▶ [Work task]
Filter this material down to the lines that contain the string "TARGET", and return those lines.

▶ [Information shown]
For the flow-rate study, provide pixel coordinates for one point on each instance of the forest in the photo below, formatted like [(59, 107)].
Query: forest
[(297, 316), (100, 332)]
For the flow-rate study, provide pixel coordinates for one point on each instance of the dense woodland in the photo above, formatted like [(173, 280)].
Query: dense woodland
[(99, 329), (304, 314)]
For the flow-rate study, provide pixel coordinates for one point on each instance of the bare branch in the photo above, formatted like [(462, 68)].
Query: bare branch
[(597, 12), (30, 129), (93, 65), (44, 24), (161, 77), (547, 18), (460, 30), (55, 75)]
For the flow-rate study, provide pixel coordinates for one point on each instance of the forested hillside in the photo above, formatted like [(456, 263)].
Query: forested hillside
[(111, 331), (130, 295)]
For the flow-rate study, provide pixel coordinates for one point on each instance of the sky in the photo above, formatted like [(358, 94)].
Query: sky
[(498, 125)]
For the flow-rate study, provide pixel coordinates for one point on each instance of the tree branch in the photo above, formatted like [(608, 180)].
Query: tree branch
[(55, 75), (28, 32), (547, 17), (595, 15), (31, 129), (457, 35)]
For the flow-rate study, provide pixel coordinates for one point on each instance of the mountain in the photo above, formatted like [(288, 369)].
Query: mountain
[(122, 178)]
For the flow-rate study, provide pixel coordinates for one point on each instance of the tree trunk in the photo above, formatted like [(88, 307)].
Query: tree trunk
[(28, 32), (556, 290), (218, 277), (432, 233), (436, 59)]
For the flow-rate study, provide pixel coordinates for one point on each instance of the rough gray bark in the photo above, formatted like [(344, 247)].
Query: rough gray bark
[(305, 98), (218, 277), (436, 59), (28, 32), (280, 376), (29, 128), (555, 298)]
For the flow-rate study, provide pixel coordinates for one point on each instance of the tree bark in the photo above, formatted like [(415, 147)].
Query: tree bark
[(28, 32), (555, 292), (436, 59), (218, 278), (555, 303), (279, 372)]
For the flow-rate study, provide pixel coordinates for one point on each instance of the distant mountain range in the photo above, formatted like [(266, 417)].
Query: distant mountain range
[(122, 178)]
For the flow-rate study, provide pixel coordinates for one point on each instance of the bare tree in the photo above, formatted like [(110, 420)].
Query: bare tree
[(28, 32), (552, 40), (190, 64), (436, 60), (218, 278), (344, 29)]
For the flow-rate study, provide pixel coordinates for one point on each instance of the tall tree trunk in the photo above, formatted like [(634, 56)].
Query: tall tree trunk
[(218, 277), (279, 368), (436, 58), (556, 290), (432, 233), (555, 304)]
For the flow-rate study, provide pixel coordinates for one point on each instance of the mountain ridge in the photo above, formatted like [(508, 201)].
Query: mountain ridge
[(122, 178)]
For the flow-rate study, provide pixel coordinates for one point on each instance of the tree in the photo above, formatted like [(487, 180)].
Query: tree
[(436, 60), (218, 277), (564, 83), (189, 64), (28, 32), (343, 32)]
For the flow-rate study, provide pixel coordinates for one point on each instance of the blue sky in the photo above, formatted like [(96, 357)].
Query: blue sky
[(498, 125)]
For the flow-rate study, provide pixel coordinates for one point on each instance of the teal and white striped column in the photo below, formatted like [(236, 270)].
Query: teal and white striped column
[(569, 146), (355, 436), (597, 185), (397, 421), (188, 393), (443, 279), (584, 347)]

---

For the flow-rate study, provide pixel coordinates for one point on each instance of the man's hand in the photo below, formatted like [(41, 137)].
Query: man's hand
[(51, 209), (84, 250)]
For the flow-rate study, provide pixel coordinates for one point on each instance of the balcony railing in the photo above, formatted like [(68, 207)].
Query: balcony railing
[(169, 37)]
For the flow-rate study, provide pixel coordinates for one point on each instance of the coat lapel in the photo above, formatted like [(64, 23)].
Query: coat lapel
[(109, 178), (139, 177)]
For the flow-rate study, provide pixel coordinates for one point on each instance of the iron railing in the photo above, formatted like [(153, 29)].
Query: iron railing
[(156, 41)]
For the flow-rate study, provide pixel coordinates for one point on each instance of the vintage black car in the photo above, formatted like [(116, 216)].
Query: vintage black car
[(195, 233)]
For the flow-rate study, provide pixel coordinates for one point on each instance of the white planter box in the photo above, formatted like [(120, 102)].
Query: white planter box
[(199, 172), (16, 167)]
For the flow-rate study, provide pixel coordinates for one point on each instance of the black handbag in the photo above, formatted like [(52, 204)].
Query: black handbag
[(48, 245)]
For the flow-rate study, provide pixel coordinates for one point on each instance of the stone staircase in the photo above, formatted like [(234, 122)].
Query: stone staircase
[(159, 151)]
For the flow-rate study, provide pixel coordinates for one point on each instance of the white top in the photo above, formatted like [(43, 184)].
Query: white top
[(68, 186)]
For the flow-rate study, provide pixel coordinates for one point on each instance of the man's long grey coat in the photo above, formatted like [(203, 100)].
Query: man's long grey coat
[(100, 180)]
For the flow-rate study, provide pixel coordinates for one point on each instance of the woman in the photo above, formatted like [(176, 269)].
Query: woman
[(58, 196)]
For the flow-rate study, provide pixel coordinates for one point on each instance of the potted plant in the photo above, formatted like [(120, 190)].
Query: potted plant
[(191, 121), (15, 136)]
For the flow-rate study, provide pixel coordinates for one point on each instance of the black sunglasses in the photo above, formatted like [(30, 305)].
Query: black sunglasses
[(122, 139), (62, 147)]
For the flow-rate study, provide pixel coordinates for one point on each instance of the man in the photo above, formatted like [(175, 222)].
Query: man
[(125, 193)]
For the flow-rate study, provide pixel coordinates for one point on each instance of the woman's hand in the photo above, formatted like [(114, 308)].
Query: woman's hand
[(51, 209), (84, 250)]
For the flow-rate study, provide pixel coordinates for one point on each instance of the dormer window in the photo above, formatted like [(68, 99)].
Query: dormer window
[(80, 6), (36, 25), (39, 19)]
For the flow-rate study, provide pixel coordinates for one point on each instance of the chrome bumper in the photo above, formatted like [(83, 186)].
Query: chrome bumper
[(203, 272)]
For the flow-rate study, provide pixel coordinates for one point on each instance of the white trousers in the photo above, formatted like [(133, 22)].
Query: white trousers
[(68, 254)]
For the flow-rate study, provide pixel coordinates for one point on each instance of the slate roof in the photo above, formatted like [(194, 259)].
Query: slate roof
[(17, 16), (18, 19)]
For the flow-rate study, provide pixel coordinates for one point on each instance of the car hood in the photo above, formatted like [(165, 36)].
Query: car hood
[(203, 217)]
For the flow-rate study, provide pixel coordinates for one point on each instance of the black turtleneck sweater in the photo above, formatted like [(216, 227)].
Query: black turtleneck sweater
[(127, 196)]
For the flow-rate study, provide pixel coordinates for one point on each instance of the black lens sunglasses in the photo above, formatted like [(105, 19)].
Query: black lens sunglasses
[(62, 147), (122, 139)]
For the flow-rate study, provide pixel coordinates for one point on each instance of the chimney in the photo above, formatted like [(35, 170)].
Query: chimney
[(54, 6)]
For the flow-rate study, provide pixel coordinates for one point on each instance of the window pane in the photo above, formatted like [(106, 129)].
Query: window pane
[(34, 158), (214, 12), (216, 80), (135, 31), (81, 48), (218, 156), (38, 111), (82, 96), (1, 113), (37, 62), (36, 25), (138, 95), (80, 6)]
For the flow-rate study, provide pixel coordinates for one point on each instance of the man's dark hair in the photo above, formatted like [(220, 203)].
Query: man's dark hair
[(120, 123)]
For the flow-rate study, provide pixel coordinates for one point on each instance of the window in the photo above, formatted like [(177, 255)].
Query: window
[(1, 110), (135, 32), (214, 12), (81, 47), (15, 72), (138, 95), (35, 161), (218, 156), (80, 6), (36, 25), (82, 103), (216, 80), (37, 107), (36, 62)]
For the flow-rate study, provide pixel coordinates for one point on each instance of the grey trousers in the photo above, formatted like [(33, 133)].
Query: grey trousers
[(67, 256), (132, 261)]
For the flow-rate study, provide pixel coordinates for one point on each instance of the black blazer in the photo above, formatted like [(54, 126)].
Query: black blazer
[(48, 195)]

...

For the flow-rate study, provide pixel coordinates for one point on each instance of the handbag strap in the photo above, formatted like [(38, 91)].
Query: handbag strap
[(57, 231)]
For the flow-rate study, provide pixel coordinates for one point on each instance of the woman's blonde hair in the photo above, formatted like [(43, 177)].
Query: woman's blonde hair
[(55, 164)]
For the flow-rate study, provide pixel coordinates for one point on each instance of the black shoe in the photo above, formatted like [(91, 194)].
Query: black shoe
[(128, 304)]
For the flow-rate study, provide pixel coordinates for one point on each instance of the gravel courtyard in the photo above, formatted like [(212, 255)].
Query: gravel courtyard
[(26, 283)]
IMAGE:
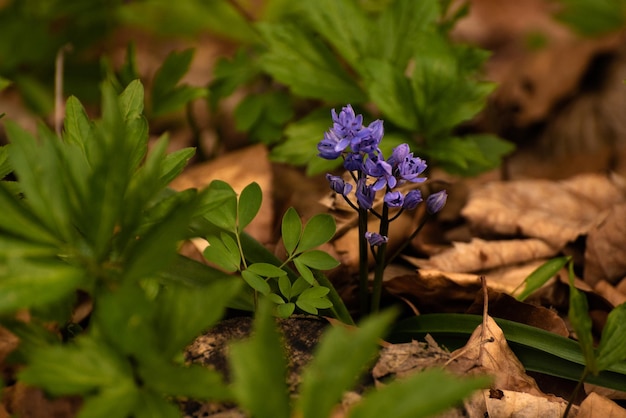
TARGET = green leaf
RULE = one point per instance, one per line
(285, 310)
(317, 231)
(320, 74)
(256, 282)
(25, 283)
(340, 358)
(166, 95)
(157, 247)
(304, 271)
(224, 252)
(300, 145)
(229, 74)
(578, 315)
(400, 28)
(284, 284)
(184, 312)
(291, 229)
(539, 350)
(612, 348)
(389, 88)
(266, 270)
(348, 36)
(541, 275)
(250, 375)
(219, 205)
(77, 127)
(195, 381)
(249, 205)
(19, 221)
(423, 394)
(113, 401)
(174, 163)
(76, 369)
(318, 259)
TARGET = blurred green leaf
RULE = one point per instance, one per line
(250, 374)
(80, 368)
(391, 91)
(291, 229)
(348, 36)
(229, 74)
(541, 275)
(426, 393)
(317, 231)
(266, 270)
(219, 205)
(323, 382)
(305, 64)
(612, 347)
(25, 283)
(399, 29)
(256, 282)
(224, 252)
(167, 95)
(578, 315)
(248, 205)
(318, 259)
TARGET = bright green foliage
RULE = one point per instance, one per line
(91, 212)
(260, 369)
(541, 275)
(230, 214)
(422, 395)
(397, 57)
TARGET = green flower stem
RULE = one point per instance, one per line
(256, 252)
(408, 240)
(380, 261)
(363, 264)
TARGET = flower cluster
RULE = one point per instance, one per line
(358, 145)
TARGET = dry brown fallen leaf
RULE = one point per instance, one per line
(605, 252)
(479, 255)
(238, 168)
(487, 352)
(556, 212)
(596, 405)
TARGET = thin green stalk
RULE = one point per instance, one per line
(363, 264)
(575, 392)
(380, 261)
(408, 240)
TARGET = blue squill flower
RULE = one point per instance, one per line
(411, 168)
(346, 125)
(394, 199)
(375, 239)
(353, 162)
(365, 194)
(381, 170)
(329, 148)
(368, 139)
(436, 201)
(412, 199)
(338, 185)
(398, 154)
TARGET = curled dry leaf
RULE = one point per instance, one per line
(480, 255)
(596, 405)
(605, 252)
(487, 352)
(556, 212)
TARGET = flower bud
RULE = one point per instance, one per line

▶ [Response below]
TARGET = green leaf
TARGET = blurred green leaf
TARGET = bright green foliage
TARGET = green flower stem
TARGET = flower cluster
TARGET = dry brown fallen leaf
TARGET = thin green stalk
TARGET = blue squill flower
TARGET = curled dry leaf
TARGET = flower bud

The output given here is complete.